◆ Given passage:
************

The flash storage 160b includes a cache memory 163, a package memory 162 and a flash memory 165. New data 1630 written from the storage controller 170 and old data 1631 read from the flash memory 165 are stored in the cache memory 163. An update bitmap 1629 transferred from the storage controller 170 together with the new data 1630 is stored in the package memory 162. The update bitmap 1229 can be stored in the cache memory 163, or can be stored in any other area that can be accessed from the package processor 161 of the flash storage 160b.


The host computer 30 transmits the write request and the write data accompanying the write request to the storage subsystem 10. The storage controller 170 having received the write request from the host computer stores the update position in the update bitmap 1229 of the LM 122. The storage subsystem 10 normally has information (dirty bitmap) for specifying the area storing the data not yet reflected in the flash storage 160b from the area within the cache memory 131. When the storage subsystem 10 stores the write data from the host computer 30 to the cache memory 131, the bit of the dirty bitmap corresponding to the area in the cache memory 131 storing the write data is turned ON. The storage subsystem 10 according to the present embodiment generates the update bitmap 1229 based on the dirty bitmap when performing an update position designating write. However, as another embodiment, the dirty bitmap can be used as it is as the update position designating bitmap 1229. In another example, the update designating bitmap 1229 can be managed regardless of the dirty bit.

************

◆ Data:
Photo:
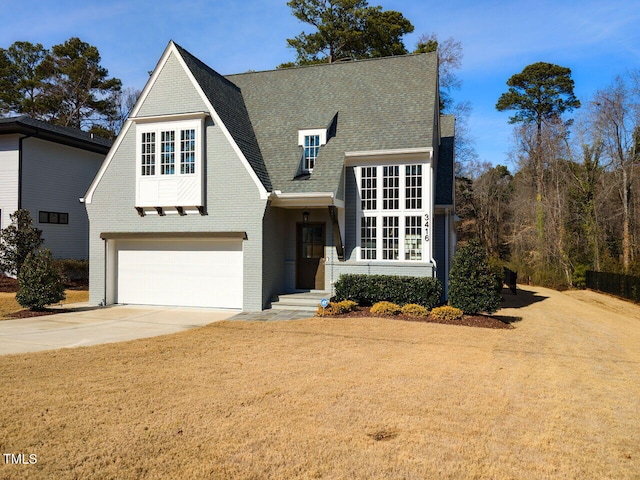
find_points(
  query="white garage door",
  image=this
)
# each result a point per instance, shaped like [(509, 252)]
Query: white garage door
[(192, 273)]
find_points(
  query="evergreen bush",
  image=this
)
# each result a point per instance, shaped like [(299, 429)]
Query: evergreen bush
[(366, 290), (414, 310), (40, 283), (17, 241), (447, 313), (337, 308), (472, 283)]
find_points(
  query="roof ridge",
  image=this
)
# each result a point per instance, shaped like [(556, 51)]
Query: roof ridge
[(203, 65), (335, 64)]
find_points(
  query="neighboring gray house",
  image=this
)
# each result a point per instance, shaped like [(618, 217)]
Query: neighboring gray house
[(44, 169), (226, 191)]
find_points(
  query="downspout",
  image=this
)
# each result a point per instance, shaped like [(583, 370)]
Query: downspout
[(20, 168)]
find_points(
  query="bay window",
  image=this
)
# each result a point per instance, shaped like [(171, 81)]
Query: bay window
[(392, 212), (169, 162)]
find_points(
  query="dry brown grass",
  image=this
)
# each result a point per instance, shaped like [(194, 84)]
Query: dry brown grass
[(8, 304), (556, 397)]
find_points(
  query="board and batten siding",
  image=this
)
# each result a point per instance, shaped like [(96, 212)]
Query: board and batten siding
[(9, 171), (54, 178), (232, 198)]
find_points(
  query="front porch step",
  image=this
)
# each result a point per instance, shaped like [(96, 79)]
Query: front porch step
[(306, 301)]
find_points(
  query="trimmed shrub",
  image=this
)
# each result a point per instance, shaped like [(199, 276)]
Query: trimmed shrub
[(337, 308), (472, 283), (17, 241), (447, 313), (385, 308), (39, 282), (73, 270), (414, 310), (366, 290)]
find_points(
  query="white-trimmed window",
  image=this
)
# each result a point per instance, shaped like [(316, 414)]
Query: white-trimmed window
[(169, 162), (167, 152), (311, 140), (148, 153), (392, 212), (311, 147)]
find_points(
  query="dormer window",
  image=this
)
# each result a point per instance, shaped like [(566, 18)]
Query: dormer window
[(311, 141)]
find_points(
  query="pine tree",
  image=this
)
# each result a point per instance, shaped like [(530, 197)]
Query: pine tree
[(17, 241), (40, 283)]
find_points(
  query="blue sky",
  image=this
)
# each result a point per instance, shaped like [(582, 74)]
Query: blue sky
[(596, 39)]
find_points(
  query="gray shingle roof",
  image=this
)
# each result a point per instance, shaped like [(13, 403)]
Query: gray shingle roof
[(65, 135), (385, 103), (227, 100), (377, 104), (445, 167)]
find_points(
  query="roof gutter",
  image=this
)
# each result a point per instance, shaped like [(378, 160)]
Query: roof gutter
[(20, 147)]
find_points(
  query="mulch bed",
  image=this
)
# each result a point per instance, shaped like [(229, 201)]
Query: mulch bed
[(26, 313), (8, 284), (482, 321)]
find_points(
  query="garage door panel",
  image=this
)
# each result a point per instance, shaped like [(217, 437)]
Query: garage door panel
[(186, 273)]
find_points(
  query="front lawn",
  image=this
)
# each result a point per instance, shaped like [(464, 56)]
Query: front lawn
[(9, 306), (360, 398)]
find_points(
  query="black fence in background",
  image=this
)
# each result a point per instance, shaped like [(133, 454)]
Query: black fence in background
[(625, 286)]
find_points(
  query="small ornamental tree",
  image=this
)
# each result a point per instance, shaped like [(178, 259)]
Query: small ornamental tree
[(40, 283), (472, 283), (17, 241)]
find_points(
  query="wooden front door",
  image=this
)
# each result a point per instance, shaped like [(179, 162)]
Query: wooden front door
[(310, 257)]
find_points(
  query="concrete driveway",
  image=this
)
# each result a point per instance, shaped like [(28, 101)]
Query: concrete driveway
[(92, 326)]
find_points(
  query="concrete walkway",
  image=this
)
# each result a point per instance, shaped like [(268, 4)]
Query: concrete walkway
[(92, 326)]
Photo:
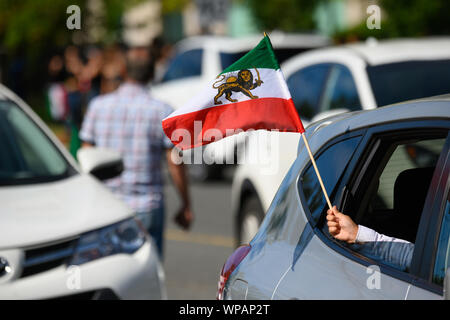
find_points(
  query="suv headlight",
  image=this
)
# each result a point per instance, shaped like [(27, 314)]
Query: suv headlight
[(121, 237)]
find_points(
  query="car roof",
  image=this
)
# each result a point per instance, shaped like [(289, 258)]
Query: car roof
[(245, 43), (437, 107), (373, 52), (388, 51)]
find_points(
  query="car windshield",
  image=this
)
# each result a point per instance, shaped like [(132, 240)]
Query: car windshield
[(26, 153), (396, 82)]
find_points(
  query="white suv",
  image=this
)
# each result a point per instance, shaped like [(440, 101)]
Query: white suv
[(62, 233), (198, 60), (326, 82)]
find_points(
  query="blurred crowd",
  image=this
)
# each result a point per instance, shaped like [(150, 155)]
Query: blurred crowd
[(78, 74)]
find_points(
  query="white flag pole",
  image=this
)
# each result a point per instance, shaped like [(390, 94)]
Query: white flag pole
[(317, 170)]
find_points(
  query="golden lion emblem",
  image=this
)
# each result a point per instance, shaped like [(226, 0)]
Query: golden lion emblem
[(242, 83)]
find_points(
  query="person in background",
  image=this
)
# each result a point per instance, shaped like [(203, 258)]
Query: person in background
[(129, 120)]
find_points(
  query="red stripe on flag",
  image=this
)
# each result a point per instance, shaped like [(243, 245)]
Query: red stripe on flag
[(263, 113)]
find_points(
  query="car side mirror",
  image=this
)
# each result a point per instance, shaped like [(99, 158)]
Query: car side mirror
[(102, 163), (447, 285)]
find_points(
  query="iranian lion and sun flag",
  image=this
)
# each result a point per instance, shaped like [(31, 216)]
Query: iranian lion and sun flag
[(250, 94)]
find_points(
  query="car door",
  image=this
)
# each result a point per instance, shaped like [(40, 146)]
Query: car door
[(435, 229), (329, 269)]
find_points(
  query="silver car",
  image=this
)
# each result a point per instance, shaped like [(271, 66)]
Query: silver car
[(388, 169)]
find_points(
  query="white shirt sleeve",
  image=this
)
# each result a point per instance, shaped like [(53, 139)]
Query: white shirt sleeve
[(396, 252), (368, 235)]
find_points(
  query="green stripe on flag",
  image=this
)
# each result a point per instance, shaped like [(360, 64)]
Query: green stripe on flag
[(262, 56)]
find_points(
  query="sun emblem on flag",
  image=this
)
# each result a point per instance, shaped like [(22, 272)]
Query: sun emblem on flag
[(242, 83)]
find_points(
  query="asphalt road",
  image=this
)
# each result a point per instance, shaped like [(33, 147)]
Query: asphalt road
[(193, 259)]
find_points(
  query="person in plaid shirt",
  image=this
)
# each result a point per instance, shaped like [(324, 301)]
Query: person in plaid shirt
[(128, 120)]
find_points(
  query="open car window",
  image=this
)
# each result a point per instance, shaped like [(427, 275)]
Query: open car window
[(391, 191)]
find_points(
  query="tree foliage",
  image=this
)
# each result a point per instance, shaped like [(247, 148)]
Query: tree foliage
[(286, 15)]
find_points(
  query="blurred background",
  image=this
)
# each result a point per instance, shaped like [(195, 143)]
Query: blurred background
[(38, 50)]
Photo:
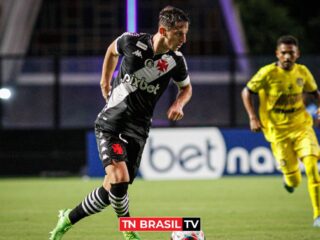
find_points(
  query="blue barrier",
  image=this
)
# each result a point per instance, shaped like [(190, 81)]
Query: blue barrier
[(181, 153)]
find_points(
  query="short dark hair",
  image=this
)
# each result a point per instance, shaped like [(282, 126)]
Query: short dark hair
[(170, 16), (288, 39)]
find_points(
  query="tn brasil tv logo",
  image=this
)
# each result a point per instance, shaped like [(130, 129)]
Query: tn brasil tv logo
[(159, 224)]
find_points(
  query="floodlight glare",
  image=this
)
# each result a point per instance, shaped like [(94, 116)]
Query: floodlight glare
[(5, 93)]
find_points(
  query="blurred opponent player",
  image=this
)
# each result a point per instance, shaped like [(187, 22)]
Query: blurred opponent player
[(148, 64), (283, 117)]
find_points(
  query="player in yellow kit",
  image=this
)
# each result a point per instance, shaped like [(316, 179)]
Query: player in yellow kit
[(283, 117)]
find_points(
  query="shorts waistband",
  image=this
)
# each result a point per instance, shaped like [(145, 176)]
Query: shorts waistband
[(291, 110)]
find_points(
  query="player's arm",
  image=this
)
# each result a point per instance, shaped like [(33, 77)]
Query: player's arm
[(316, 95), (109, 65), (175, 111), (247, 98)]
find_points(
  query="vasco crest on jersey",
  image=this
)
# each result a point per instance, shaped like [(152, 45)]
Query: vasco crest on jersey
[(299, 82)]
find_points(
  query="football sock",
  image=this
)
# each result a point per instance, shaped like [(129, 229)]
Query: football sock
[(311, 166), (293, 179), (93, 203), (118, 197)]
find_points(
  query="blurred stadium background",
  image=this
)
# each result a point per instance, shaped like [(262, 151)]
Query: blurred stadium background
[(51, 54), (51, 57)]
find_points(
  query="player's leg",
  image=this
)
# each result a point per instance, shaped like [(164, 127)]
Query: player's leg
[(288, 163), (134, 154), (93, 203), (307, 148), (311, 166)]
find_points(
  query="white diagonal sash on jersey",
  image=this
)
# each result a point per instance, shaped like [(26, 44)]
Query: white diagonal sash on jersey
[(146, 73)]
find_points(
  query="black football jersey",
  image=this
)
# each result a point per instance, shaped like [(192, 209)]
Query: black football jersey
[(141, 80)]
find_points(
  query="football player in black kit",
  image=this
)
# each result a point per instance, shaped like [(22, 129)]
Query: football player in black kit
[(149, 63)]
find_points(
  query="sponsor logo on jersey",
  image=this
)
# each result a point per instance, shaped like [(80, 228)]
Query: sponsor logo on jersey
[(162, 65), (300, 82), (137, 53), (142, 45), (149, 63), (140, 83), (117, 149)]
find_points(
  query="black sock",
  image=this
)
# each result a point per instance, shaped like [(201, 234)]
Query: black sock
[(119, 200), (93, 203)]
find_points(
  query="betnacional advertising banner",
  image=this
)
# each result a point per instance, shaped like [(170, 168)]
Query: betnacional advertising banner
[(197, 153)]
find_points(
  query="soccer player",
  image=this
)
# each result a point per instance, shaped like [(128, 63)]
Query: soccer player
[(148, 63), (283, 117)]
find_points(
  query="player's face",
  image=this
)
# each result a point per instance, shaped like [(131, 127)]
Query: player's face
[(287, 55), (177, 36)]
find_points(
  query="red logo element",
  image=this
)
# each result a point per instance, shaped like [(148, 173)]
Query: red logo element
[(117, 149), (162, 65)]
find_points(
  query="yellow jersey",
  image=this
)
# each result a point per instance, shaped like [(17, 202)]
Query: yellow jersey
[(281, 108)]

************

◆ Goal of the exercise: Please write out the section of the flash storage passage that starts with "The flash storage 160b includes" and ends with "flash storage 160b.".

◆ Complete response:
The flash storage 160b includes a cache memory 163, a package memory 162 and a flash memory 165. New data 1630 written from the storage controller 170 and old data 1631 read from the flash memory 165 are stored in the cache memory 163. An update bitmap 1629 transferred from the storage controller 170 together with the new data 1630 is stored in the package memory 162. The update bitmap 1229 can be stored in the cache memory 163, or can be stored in any other area that can be accessed from the package processor 161 of the flash storage 160b.